Data for the task.
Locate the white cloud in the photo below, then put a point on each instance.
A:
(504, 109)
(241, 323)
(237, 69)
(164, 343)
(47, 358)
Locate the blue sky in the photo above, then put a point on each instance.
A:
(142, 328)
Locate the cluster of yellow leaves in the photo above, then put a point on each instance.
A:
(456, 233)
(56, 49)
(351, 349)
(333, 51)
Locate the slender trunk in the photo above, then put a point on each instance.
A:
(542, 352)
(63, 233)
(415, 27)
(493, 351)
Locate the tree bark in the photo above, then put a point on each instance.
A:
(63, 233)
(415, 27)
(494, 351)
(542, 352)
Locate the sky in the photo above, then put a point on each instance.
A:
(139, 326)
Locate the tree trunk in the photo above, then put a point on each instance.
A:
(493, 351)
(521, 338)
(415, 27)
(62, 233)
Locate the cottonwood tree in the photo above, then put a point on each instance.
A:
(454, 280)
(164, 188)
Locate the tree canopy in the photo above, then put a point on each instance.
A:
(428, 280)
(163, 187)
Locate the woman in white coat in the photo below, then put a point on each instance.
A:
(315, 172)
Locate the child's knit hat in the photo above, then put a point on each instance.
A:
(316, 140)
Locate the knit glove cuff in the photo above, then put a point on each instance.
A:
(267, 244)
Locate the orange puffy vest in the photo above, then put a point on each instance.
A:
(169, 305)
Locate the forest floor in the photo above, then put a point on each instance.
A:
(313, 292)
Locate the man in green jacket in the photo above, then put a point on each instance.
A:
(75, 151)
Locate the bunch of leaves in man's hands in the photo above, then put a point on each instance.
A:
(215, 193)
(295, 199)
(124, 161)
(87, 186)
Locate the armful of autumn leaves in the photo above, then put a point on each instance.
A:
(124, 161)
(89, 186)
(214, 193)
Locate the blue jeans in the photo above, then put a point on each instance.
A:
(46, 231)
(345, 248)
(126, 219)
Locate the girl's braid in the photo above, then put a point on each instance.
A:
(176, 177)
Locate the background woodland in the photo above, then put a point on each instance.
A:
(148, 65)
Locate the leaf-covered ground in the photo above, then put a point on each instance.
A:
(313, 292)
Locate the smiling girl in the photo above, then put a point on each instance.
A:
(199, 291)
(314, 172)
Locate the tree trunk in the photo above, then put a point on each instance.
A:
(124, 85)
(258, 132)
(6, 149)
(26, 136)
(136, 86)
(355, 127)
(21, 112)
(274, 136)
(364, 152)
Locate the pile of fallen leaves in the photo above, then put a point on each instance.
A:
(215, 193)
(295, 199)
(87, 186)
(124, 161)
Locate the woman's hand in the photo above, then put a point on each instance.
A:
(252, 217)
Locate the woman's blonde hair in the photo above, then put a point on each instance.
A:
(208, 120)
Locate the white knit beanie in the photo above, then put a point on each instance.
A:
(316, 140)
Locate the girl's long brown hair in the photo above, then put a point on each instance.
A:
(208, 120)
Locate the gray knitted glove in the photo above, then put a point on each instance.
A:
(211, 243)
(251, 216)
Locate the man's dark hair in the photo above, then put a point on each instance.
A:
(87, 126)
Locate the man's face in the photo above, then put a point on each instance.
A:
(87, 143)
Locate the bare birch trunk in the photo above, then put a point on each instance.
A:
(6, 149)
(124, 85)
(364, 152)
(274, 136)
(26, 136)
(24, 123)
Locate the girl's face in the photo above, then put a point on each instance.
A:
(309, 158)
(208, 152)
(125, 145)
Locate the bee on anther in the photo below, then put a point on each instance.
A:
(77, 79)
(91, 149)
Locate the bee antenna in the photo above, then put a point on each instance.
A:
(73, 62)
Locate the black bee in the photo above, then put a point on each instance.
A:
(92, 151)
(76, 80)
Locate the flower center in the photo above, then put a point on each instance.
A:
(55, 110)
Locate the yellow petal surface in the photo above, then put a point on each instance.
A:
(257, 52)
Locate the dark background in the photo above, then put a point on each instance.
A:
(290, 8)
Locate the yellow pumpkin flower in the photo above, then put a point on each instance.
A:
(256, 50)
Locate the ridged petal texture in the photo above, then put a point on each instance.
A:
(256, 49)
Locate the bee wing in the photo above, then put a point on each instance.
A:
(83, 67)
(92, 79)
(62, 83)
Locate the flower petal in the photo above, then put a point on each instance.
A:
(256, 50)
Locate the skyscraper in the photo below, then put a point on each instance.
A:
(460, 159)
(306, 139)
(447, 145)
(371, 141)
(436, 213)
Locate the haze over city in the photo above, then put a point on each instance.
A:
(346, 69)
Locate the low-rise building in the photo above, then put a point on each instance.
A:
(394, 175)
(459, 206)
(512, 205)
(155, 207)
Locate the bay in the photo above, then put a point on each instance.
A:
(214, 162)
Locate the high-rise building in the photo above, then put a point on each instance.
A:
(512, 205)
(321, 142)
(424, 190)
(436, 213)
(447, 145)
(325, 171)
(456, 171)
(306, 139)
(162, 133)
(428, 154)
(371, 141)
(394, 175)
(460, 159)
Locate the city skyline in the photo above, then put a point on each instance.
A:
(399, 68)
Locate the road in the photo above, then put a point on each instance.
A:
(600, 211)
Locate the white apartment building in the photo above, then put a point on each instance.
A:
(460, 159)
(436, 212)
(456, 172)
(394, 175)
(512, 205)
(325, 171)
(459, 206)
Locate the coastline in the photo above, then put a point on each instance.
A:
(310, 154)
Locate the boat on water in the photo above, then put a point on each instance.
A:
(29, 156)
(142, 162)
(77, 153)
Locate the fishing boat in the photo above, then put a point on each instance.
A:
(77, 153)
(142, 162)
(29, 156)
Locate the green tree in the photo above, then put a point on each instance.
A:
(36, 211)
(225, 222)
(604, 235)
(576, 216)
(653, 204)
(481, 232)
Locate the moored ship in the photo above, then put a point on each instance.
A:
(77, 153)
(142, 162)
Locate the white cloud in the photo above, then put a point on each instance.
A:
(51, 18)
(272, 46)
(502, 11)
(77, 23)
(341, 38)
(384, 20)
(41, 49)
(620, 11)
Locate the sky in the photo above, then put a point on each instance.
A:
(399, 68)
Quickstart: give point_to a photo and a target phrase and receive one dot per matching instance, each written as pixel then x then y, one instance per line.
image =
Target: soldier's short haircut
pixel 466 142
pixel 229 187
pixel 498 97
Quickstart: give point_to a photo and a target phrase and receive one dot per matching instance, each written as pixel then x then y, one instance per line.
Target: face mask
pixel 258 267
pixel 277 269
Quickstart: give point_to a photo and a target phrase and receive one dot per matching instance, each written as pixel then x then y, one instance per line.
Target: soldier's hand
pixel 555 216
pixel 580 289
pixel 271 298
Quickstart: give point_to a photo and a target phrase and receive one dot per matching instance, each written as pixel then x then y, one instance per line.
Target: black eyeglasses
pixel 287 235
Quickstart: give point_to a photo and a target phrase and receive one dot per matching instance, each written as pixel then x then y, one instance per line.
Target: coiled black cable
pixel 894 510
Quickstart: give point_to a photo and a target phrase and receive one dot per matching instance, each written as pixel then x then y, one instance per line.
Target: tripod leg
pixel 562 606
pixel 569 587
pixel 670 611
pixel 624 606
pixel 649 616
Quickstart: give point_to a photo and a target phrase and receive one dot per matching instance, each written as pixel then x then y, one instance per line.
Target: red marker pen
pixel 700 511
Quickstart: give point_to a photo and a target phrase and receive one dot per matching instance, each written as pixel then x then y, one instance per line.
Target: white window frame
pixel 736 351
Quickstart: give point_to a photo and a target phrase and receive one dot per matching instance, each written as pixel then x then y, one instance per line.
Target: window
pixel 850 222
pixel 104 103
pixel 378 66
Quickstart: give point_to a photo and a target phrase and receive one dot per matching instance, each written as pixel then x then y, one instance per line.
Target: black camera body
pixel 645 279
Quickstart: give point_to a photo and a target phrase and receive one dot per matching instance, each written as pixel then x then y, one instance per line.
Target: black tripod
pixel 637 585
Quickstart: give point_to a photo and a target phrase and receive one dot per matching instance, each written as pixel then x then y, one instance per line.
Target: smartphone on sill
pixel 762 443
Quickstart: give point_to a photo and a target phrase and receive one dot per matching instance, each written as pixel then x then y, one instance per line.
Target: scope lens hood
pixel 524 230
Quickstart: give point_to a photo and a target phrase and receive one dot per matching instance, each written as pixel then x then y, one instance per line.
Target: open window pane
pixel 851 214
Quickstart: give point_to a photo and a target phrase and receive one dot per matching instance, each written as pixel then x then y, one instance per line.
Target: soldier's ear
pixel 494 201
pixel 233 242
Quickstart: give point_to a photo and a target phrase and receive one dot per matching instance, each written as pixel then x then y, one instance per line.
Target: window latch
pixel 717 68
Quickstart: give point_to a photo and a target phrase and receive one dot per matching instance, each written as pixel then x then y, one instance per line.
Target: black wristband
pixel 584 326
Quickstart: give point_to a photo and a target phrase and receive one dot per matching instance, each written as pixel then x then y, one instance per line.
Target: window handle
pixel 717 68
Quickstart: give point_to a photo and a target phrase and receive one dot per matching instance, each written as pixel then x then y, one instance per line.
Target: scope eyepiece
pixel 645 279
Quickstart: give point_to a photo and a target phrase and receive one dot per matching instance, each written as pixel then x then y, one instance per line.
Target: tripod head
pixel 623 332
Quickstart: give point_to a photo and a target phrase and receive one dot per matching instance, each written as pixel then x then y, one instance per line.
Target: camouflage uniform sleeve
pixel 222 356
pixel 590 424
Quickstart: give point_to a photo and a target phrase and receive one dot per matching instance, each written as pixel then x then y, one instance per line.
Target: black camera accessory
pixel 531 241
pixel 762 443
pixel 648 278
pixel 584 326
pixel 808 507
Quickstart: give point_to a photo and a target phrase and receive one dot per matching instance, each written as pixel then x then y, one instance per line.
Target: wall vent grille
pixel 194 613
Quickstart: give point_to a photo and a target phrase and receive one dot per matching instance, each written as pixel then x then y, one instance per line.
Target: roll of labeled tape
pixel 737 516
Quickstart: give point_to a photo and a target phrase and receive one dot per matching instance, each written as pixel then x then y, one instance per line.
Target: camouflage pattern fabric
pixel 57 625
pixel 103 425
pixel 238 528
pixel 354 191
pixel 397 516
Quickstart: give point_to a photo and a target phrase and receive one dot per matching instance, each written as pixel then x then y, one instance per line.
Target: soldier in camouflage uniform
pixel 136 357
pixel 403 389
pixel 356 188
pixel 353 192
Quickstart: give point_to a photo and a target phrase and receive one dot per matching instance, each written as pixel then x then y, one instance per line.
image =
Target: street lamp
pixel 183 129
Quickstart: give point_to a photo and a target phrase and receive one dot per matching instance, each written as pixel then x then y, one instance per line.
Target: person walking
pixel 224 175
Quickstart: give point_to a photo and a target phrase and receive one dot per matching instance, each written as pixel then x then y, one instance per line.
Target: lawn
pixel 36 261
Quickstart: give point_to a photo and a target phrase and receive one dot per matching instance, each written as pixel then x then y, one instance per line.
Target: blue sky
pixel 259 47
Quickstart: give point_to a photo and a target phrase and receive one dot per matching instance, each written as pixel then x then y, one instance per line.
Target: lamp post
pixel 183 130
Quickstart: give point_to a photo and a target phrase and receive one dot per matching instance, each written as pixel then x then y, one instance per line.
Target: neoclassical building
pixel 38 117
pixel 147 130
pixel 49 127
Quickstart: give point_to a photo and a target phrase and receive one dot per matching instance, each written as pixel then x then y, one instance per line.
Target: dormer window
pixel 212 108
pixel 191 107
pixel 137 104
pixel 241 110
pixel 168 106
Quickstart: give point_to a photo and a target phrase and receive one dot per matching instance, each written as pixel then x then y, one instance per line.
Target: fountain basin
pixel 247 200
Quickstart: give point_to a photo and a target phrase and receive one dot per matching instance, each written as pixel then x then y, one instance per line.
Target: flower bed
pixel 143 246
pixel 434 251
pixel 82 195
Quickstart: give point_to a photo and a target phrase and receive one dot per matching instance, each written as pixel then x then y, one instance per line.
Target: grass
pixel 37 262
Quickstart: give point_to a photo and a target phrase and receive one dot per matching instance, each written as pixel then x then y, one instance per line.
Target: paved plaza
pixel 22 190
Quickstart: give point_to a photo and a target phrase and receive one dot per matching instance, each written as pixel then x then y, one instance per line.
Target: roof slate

Description of the task. Repeat the data word for word, starting at its first line and stopping after the line that contains "Locate the smiling".

Expected output.
Locate the white cloud in the photo below, then put a point on each instance.
A:
(504, 109)
(241, 323)
(237, 69)
(164, 343)
(47, 358)
Locate the blue sky in the photo above, then put a point on each instance.
A:
(142, 328)
Locate the cluster of yellow leaves in the photo above, then put a point on each instance.
A:
(456, 233)
(56, 49)
(351, 349)
(333, 51)
Locate the slender trunk in the photo above, then put a point on each instance.
A:
(542, 352)
(63, 233)
(415, 27)
(493, 351)
Locate the tree bark in the photo above, then put a point on each instance.
A:
(63, 233)
(415, 27)
(494, 351)
(542, 352)
Locate the sky in the photo above, then put a point on each instance.
A:
(139, 326)
Locate the tree trunk in the photo above, then put a point on each instance.
A:
(493, 351)
(521, 338)
(415, 27)
(62, 233)
Locate the cottonwood tree in the photo above, then put a point on each instance.
A:
(454, 280)
(164, 188)
Locate the tree canopy in the photo above, then put a point on each instance.
A:
(428, 280)
(163, 187)
Locate the woman in white coat in the photo below, then put a point on each instance.
A:
(315, 172)
Locate the child's knit hat in the photo above, then put a point on each instance.
A:
(316, 140)
Locate the knit glove cuff in the photo above, then put a point on each instance.
A:
(267, 244)
Locate the orange puffy vest in the photo above, then put a point on each instance.
A:
(169, 305)
Locate the forest floor in the photo above, then put a point on each instance.
A:
(313, 292)
Locate the man in green jacket in the photo above, then put a point on each instance.
A:
(75, 151)
Locate the bunch of leaves in man's hands in the photo above, then put a point on each instance.
A:
(215, 193)
(295, 199)
(124, 161)
(87, 186)
Locate the armful of autumn leaves in the photo above, then put a point on each instance.
A:
(124, 161)
(89, 186)
(214, 193)
Locate the blue jeans in the photo above, then put a point on each instance.
A:
(46, 231)
(345, 248)
(126, 219)
Locate the girl's braid in the photo above, then put a point on each instance.
A:
(176, 177)
Locate the background woodland in the photo above, then put a point on each instance.
A:
(148, 65)
Locate the leaf-covered ground in the photo above, then put a point on each instance.
A:
(313, 292)
Locate the smiling girl in the photo above, then put a point on each instance.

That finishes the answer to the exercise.